Provided entries –
————

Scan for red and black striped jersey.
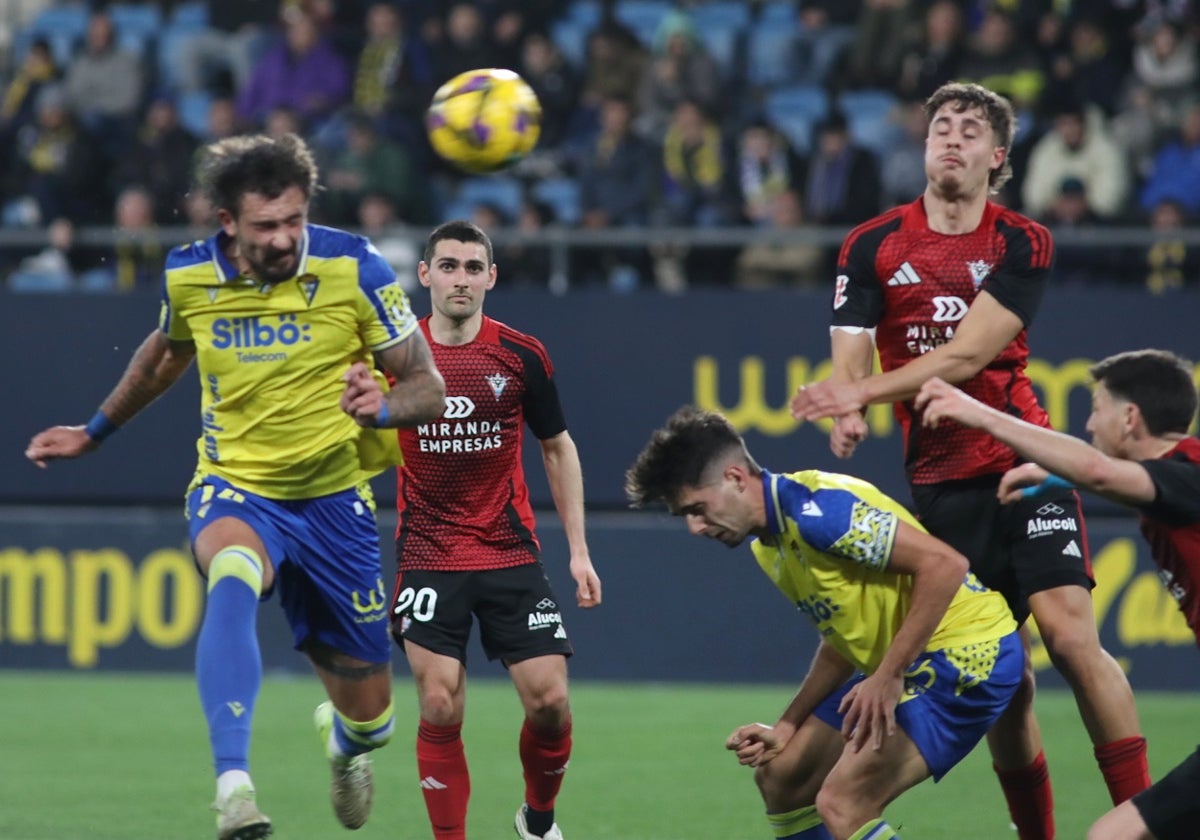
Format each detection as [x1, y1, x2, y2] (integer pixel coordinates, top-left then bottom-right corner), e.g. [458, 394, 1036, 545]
[832, 198, 1054, 484]
[1139, 438, 1200, 644]
[396, 317, 566, 571]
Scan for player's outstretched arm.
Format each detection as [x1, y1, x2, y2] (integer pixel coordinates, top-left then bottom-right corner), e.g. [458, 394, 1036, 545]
[541, 430, 601, 607]
[362, 330, 446, 428]
[25, 330, 196, 468]
[916, 379, 1157, 505]
[792, 292, 1025, 420]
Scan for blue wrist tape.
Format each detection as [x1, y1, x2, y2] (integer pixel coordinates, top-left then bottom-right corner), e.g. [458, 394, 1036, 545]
[1021, 475, 1075, 499]
[84, 412, 120, 443]
[372, 401, 391, 428]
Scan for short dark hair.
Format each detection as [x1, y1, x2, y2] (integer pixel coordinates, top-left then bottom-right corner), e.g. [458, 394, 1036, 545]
[925, 82, 1016, 193]
[196, 134, 318, 218]
[422, 218, 492, 268]
[625, 406, 762, 508]
[1088, 349, 1196, 437]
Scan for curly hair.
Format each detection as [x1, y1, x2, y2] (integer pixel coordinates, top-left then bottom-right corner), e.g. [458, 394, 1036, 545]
[625, 406, 762, 508]
[925, 82, 1016, 193]
[196, 134, 319, 218]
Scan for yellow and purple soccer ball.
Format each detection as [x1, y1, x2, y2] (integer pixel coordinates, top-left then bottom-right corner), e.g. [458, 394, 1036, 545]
[425, 68, 541, 174]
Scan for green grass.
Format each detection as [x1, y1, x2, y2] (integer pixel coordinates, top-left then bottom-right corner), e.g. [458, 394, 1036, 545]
[0, 672, 1198, 840]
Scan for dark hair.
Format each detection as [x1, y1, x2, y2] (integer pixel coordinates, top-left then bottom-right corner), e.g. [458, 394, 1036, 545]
[422, 218, 492, 268]
[1088, 349, 1196, 437]
[196, 134, 318, 218]
[625, 406, 762, 508]
[925, 82, 1016, 193]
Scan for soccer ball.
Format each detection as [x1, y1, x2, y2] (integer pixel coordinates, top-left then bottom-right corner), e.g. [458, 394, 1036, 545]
[425, 68, 541, 174]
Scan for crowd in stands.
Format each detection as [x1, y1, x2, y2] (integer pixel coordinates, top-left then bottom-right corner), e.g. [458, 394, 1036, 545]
[0, 0, 1200, 293]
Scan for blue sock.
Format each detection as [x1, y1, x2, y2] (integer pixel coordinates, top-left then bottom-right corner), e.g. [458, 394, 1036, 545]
[196, 546, 263, 775]
[767, 805, 833, 840]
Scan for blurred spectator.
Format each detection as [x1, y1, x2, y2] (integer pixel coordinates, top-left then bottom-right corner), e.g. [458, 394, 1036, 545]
[580, 97, 658, 229]
[358, 192, 421, 292]
[580, 20, 649, 113]
[804, 110, 880, 224]
[432, 2, 494, 85]
[520, 32, 580, 149]
[958, 10, 1046, 110]
[571, 96, 659, 284]
[1038, 178, 1120, 286]
[0, 38, 59, 151]
[894, 0, 966, 101]
[1021, 102, 1129, 220]
[496, 202, 554, 289]
[1133, 22, 1200, 120]
[734, 120, 804, 226]
[635, 10, 724, 143]
[1045, 18, 1126, 116]
[8, 218, 79, 292]
[1145, 198, 1200, 294]
[175, 0, 281, 96]
[114, 98, 198, 224]
[1141, 102, 1200, 215]
[62, 11, 145, 151]
[733, 190, 824, 289]
[1109, 82, 1175, 178]
[320, 113, 428, 226]
[5, 85, 107, 224]
[847, 0, 922, 88]
[353, 2, 434, 139]
[880, 102, 929, 209]
[658, 100, 734, 228]
[238, 8, 350, 130]
[79, 186, 166, 292]
[797, 0, 862, 84]
[263, 106, 305, 139]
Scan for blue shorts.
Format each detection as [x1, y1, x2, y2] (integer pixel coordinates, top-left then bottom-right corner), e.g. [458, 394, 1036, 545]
[187, 475, 391, 662]
[814, 632, 1025, 781]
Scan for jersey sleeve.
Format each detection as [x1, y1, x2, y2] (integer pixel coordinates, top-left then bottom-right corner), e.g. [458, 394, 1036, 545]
[980, 220, 1054, 326]
[1139, 458, 1200, 527]
[781, 490, 900, 570]
[158, 250, 192, 341]
[521, 342, 566, 440]
[830, 233, 883, 329]
[359, 240, 416, 352]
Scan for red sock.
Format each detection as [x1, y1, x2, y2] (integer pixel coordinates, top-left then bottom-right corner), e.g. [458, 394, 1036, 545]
[521, 719, 571, 811]
[416, 720, 470, 840]
[1096, 736, 1150, 805]
[992, 752, 1054, 840]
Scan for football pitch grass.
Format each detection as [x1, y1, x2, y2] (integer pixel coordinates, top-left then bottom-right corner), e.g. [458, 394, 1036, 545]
[0, 672, 1200, 840]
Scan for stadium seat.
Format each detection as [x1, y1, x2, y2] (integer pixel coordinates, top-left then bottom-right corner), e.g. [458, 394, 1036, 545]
[529, 178, 581, 226]
[691, 0, 750, 32]
[746, 23, 797, 88]
[170, 0, 209, 29]
[108, 2, 162, 37]
[550, 18, 592, 72]
[452, 175, 524, 222]
[763, 85, 829, 122]
[767, 112, 816, 155]
[612, 0, 672, 47]
[176, 90, 212, 140]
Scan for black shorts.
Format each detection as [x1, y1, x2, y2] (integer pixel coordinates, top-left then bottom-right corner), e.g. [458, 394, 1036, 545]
[391, 563, 574, 666]
[1133, 748, 1200, 840]
[912, 475, 1096, 623]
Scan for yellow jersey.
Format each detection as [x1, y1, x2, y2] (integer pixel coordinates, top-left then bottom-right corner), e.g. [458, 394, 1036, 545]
[160, 224, 416, 499]
[751, 469, 1016, 673]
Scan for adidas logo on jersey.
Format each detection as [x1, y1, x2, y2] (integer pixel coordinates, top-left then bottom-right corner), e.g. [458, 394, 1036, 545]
[888, 263, 920, 286]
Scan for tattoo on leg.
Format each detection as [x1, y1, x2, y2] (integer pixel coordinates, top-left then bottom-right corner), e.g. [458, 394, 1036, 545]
[305, 643, 389, 680]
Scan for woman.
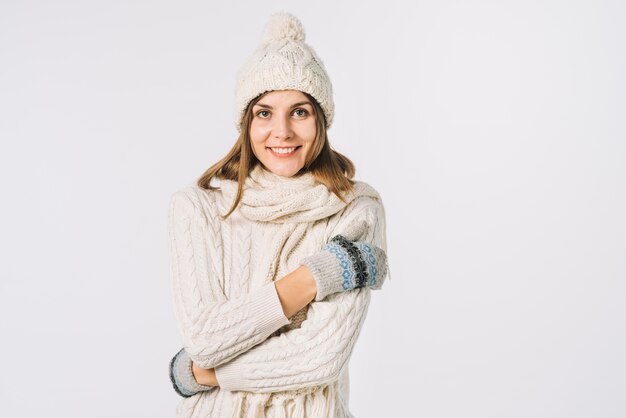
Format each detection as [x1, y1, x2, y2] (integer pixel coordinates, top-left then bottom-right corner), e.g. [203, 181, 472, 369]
[168, 13, 388, 417]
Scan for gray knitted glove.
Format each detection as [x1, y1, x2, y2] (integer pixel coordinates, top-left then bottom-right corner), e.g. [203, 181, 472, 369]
[300, 235, 387, 301]
[170, 348, 216, 398]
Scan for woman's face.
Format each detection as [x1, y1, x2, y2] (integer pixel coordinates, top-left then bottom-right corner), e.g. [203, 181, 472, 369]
[250, 90, 317, 177]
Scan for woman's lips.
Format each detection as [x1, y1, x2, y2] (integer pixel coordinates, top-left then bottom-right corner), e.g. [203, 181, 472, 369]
[267, 145, 302, 158]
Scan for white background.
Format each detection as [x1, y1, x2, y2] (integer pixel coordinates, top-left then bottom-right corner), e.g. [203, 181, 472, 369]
[0, 0, 626, 418]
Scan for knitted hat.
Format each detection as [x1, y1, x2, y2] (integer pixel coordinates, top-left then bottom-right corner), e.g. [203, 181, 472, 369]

————

The exercise – Print the entire listing above word for word, omitting the pictures.

Full response –
Scan for red and black striped jersey.
Format each detection as [x1, y1, x2, y2] (integer pixel coordinates, top-left then bottom-right corner), e.g. [458, 394, 1036, 545]
[832, 198, 1054, 484]
[1139, 438, 1200, 644]
[396, 317, 566, 571]
Scan for player's outstretched arm.
Format each detection as [x1, y1, x2, y2] (integer pixel coordinates, top-left then bottom-right corner), e.g. [458, 394, 1036, 545]
[541, 430, 601, 607]
[362, 330, 446, 428]
[25, 330, 196, 468]
[916, 379, 1157, 505]
[792, 292, 1025, 420]
Scan for blue wrist tape.
Format each detection as [x1, y1, x2, y2] (integer pixel coordinates, top-left then bottom-right corner), e.g. [458, 394, 1036, 545]
[1021, 475, 1075, 499]
[84, 412, 120, 443]
[372, 401, 391, 428]
Scan for short dark hair.
Format each detection as [x1, y1, x2, y2] (integer pixel coordinates, top-left then bottom-right corner), e.g. [458, 394, 1036, 545]
[925, 82, 1016, 193]
[196, 134, 318, 218]
[422, 218, 492, 268]
[625, 406, 762, 508]
[1088, 349, 1196, 437]
Scan for curly hair.
Format each detection as [x1, y1, x2, y2] (integer pixel coordinates, top-left then bottom-right corner), e.g. [458, 394, 1036, 545]
[625, 406, 762, 508]
[925, 82, 1016, 193]
[196, 134, 319, 218]
Scan for yellow and purple soccer ball.
Format each detection as [x1, y1, x2, y2] (integer pixel coordinates, top-left then bottom-right corner), e.g. [458, 394, 1036, 545]
[425, 68, 541, 174]
Scan for green grass.
Format each detection as [x1, y1, x2, y2] (integer pixel coordinates, top-left then bottom-right corner), e.g. [458, 394, 1036, 545]
[0, 672, 1198, 840]
Scan for dark hair.
Format each detection as [x1, y1, x2, y2] (integer pixel coordinates, top-left then bottom-right corner), e.g. [458, 394, 1036, 545]
[422, 218, 492, 268]
[1088, 349, 1196, 437]
[196, 134, 318, 218]
[625, 406, 762, 508]
[925, 82, 1016, 193]
Scan for soccer ball.
Format each detection as [x1, y1, x2, y2] (integer pixel coordinates, top-left then bottom-right corner), e.g. [458, 394, 1036, 545]
[425, 68, 541, 174]
Scan for crowd in stands.
Format each detection as [x1, y1, x2, y2] (integer pixel coordinates, top-left then bottom-right corner), e.g. [458, 394, 1036, 545]
[0, 0, 1200, 293]
Scan for blue sock.
Format each detection as [x1, y1, x2, y2] (integer pixel coordinates, top-left then bottom-right corner), e.g. [458, 394, 1036, 545]
[196, 546, 263, 775]
[767, 805, 833, 840]
Scan for blurred spectator.
Format each detection as [x1, y1, x2, y2] (integer pixel coordinates, top-left then bottom-right corner), e.g. [458, 394, 1036, 545]
[580, 97, 658, 229]
[358, 192, 421, 292]
[580, 20, 649, 113]
[804, 110, 880, 224]
[432, 2, 494, 85]
[520, 32, 580, 149]
[958, 10, 1046, 110]
[571, 96, 659, 284]
[1038, 178, 1120, 286]
[0, 38, 59, 151]
[894, 0, 966, 101]
[1021, 102, 1129, 220]
[496, 202, 554, 289]
[1133, 22, 1200, 120]
[734, 120, 804, 226]
[635, 10, 724, 143]
[1045, 18, 1126, 116]
[8, 218, 79, 292]
[1145, 198, 1200, 294]
[175, 0, 281, 96]
[114, 98, 198, 224]
[1141, 102, 1200, 215]
[62, 11, 145, 151]
[733, 190, 824, 289]
[1109, 82, 1175, 178]
[320, 113, 428, 226]
[5, 85, 107, 224]
[847, 0, 922, 88]
[353, 2, 434, 139]
[880, 102, 929, 209]
[658, 100, 734, 228]
[238, 8, 350, 130]
[79, 186, 166, 292]
[797, 0, 862, 84]
[263, 106, 305, 139]
Scan for blue shorts.
Format each detection as [x1, y1, x2, y2] (integer pixel coordinates, top-left then bottom-right corner), e.g. [458, 394, 1036, 545]
[187, 475, 391, 662]
[814, 632, 1025, 781]
Scan for jersey sleeve.
Format each detection as [x1, y1, x2, y2] (integer pixel coordinates, top-left then bottom-right corner), e.g. [458, 394, 1036, 545]
[980, 220, 1054, 326]
[1139, 458, 1200, 527]
[781, 490, 900, 570]
[158, 250, 192, 341]
[521, 342, 566, 440]
[830, 233, 883, 329]
[359, 240, 416, 352]
Scan for red sock.
Format each detection as [x1, y1, x2, y2] (integer pixel coordinates, top-left then bottom-right corner), e.g. [458, 394, 1036, 545]
[521, 719, 571, 811]
[416, 720, 470, 840]
[1096, 736, 1150, 805]
[992, 752, 1054, 840]
Scan for football pitch grass.
Format each detection as [x1, y1, x2, y2] (integer pixel coordinates, top-left then bottom-right corner), e.g. [458, 394, 1036, 545]
[0, 672, 1200, 840]
Scan for stadium seat.
Format each detection as [x1, y1, x2, y2] (integer pixel coordinates, top-left then bottom-right corner), e.g. [458, 394, 1036, 545]
[529, 178, 581, 226]
[691, 0, 750, 32]
[746, 23, 797, 88]
[170, 0, 209, 29]
[108, 2, 162, 37]
[550, 18, 592, 72]
[452, 175, 524, 222]
[763, 85, 829, 122]
[767, 112, 816, 155]
[612, 0, 672, 47]
[176, 90, 212, 140]
Scan for black shorts.
Format each detection as [x1, y1, x2, y2] (integer pixel coordinates, top-left then bottom-right corner), e.g. [458, 394, 1036, 545]
[391, 563, 574, 666]
[1133, 748, 1200, 840]
[912, 475, 1096, 623]
Scan for yellow jersey.
Format each detection as [x1, y1, x2, y2] (integer pixel coordinates, top-left then bottom-right corner), e.g. [458, 394, 1036, 545]
[160, 224, 416, 499]
[751, 469, 1016, 673]
Scan for adidas logo on jersey.
Format each detection as [x1, y1, x2, y2] (integer pixel coordinates, top-left then bottom-right corner), e.g. [458, 394, 1036, 545]
[888, 263, 920, 286]
Scan for tattoo on leg.
Format each detection as [x1, y1, x2, y2] (integer pixel coordinates, top-left then bottom-right corner), e.g. [458, 394, 1036, 545]
[305, 643, 389, 680]
Scan for woman.
Format each detection as [x1, y1, x2, y2] (integer pixel coordinates, top-left then bottom-right corner), e.g. [203, 181, 472, 369]
[168, 13, 388, 417]
Scan for gray knitted glove.
Format each detection as [x1, y1, x2, y2] (integer pixel coordinates, top-left then bottom-right corner), e.g. [203, 181, 472, 369]
[300, 235, 387, 301]
[170, 348, 216, 398]
Scan for woman's face.
Format each detection as [x1, y1, x2, y2] (integer pixel coordinates, top-left then bottom-right corner), e.g. [203, 181, 472, 369]
[250, 90, 317, 177]
Scan for woman's lips.
Format each detection as [x1, y1, x2, y2] (integer pixel coordinates, top-left then bottom-right corner), e.g. [203, 181, 472, 369]
[267, 145, 302, 158]
Scan for white background.
Format each detection as [x1, y1, x2, y2] (integer pixel coordinates, top-left then bottom-right corner), e.g. [203, 181, 472, 369]
[0, 0, 626, 418]
Scan for knitted hat.
Format each detection as [x1, y1, x2, y2] (integer pixel coordinates, top-left then bottom-right corner), e.g. [203, 181, 472, 369]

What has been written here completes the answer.